* **THE PROBLEM**:
Copy out every line of the listing below verbatim, leaving out the picture.

* **SUPPLIED RECORDS**:
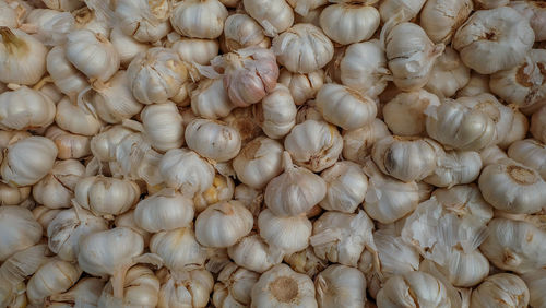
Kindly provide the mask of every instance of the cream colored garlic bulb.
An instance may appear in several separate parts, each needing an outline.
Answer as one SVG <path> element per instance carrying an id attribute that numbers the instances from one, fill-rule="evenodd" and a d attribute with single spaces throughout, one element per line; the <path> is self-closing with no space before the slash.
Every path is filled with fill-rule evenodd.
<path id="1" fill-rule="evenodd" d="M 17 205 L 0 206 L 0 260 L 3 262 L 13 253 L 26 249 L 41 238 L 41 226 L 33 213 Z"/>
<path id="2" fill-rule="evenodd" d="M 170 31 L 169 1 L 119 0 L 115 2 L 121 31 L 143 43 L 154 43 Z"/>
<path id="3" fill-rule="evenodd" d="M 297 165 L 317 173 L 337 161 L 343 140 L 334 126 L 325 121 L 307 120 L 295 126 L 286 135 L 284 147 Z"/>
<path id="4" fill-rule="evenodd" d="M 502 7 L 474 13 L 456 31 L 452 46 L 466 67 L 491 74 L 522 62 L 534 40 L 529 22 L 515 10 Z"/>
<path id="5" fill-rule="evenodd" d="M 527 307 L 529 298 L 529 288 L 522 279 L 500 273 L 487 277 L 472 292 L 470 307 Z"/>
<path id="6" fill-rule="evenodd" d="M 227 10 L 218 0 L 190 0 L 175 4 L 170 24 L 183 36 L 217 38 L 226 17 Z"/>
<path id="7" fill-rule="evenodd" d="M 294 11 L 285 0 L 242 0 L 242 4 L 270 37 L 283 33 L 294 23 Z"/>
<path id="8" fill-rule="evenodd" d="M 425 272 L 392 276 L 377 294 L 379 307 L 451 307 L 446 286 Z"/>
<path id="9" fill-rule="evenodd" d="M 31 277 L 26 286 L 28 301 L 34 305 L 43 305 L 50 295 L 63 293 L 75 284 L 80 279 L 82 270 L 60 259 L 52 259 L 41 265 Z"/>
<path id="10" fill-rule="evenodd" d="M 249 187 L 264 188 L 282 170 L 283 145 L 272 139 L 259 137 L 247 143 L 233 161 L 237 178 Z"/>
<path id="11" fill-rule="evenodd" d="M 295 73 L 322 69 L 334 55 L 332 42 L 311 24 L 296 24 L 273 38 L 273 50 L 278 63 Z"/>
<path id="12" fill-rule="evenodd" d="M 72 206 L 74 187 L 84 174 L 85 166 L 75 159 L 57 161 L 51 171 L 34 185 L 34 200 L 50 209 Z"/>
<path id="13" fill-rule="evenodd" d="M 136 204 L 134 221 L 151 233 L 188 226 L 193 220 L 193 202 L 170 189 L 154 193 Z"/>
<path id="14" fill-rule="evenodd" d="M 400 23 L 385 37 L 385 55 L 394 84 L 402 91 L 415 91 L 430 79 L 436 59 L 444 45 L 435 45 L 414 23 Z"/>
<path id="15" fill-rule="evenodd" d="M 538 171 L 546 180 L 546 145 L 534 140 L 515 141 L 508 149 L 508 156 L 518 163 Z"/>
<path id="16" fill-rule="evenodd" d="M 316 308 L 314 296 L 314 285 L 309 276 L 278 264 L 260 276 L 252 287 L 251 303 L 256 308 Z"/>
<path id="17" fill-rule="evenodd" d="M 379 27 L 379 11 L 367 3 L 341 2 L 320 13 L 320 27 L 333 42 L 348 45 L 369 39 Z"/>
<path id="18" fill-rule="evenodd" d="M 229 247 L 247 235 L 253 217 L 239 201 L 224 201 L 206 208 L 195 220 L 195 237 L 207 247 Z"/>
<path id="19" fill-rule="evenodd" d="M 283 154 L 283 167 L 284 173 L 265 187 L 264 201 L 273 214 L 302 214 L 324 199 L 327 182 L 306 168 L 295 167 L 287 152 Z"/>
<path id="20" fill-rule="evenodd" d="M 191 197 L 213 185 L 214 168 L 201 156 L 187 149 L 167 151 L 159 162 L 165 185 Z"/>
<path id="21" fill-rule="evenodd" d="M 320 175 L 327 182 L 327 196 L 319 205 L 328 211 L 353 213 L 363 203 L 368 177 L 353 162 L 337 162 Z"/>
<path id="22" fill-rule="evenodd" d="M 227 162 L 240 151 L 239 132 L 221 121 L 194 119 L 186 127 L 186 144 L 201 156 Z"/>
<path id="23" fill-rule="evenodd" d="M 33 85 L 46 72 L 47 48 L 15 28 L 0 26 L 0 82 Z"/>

* **RESULT**:
Kindly provide the mask of every instance of the cream colored garlic bulb.
An instance may appear in several separate parts, each needing an outline.
Answer as one SVG <path> element per instance carrying an id attribute that numbers the instances from one, fill-rule="evenodd" and a d attribute with single spaces throughout, one element per line; the <path> is self-closing with no space before the slash.
Every path is filled with fill-rule evenodd.
<path id="1" fill-rule="evenodd" d="M 17 205 L 0 206 L 0 260 L 3 262 L 13 253 L 26 249 L 41 238 L 41 226 L 33 213 Z"/>
<path id="2" fill-rule="evenodd" d="M 170 31 L 169 1 L 119 0 L 115 2 L 121 31 L 143 43 L 154 43 Z"/>
<path id="3" fill-rule="evenodd" d="M 297 165 L 317 173 L 337 161 L 343 140 L 334 126 L 325 121 L 307 120 L 295 126 L 286 135 L 284 147 Z"/>
<path id="4" fill-rule="evenodd" d="M 502 7 L 474 13 L 456 31 L 452 46 L 466 67 L 491 74 L 522 62 L 534 40 L 529 22 L 515 10 Z"/>
<path id="5" fill-rule="evenodd" d="M 527 307 L 529 298 L 529 288 L 522 279 L 500 273 L 487 277 L 472 292 L 470 307 Z"/>
<path id="6" fill-rule="evenodd" d="M 227 10 L 218 0 L 190 0 L 175 4 L 170 24 L 183 36 L 217 38 L 226 17 Z"/>
<path id="7" fill-rule="evenodd" d="M 294 11 L 285 0 L 242 0 L 242 4 L 270 37 L 283 33 L 294 23 Z"/>
<path id="8" fill-rule="evenodd" d="M 425 272 L 392 276 L 377 294 L 379 307 L 451 307 L 446 286 Z"/>
<path id="9" fill-rule="evenodd" d="M 31 277 L 26 286 L 28 301 L 34 305 L 43 305 L 50 295 L 63 293 L 75 284 L 80 279 L 82 270 L 60 259 L 52 259 L 41 265 Z"/>
<path id="10" fill-rule="evenodd" d="M 249 187 L 264 188 L 282 170 L 283 145 L 272 139 L 259 137 L 247 143 L 233 161 L 237 178 Z"/>
<path id="11" fill-rule="evenodd" d="M 295 73 L 322 69 L 334 55 L 332 42 L 311 24 L 296 24 L 273 38 L 273 50 L 278 63 Z"/>
<path id="12" fill-rule="evenodd" d="M 72 206 L 74 187 L 84 174 L 85 166 L 75 159 L 57 161 L 51 171 L 34 185 L 34 200 L 50 209 Z"/>
<path id="13" fill-rule="evenodd" d="M 136 204 L 134 221 L 151 233 L 188 226 L 193 220 L 193 202 L 170 189 L 154 193 Z"/>
<path id="14" fill-rule="evenodd" d="M 400 23 L 385 37 L 385 55 L 394 84 L 402 91 L 415 91 L 430 79 L 436 59 L 444 45 L 435 45 L 414 23 Z"/>
<path id="15" fill-rule="evenodd" d="M 538 171 L 546 180 L 546 145 L 534 140 L 515 141 L 508 149 L 508 156 L 518 163 Z"/>
<path id="16" fill-rule="evenodd" d="M 316 308 L 314 296 L 314 285 L 309 276 L 278 264 L 260 276 L 252 287 L 251 303 L 256 308 Z"/>
<path id="17" fill-rule="evenodd" d="M 379 27 L 379 11 L 367 3 L 341 2 L 320 13 L 320 27 L 333 42 L 348 45 L 369 39 Z"/>
<path id="18" fill-rule="evenodd" d="M 229 247 L 247 235 L 253 217 L 239 201 L 224 201 L 206 208 L 195 220 L 195 237 L 207 247 Z"/>
<path id="19" fill-rule="evenodd" d="M 283 154 L 283 167 L 284 173 L 265 187 L 264 201 L 273 214 L 302 214 L 324 199 L 327 182 L 306 168 L 295 167 L 287 152 Z"/>
<path id="20" fill-rule="evenodd" d="M 191 197 L 213 185 L 214 168 L 201 156 L 187 149 L 167 151 L 159 162 L 165 185 Z"/>
<path id="21" fill-rule="evenodd" d="M 320 175 L 327 182 L 327 196 L 319 205 L 328 211 L 353 213 L 363 203 L 368 177 L 353 162 L 337 162 Z"/>
<path id="22" fill-rule="evenodd" d="M 227 162 L 240 151 L 239 132 L 221 121 L 194 119 L 186 127 L 186 144 L 201 156 Z"/>
<path id="23" fill-rule="evenodd" d="M 33 85 L 46 72 L 47 48 L 15 28 L 0 26 L 0 82 Z"/>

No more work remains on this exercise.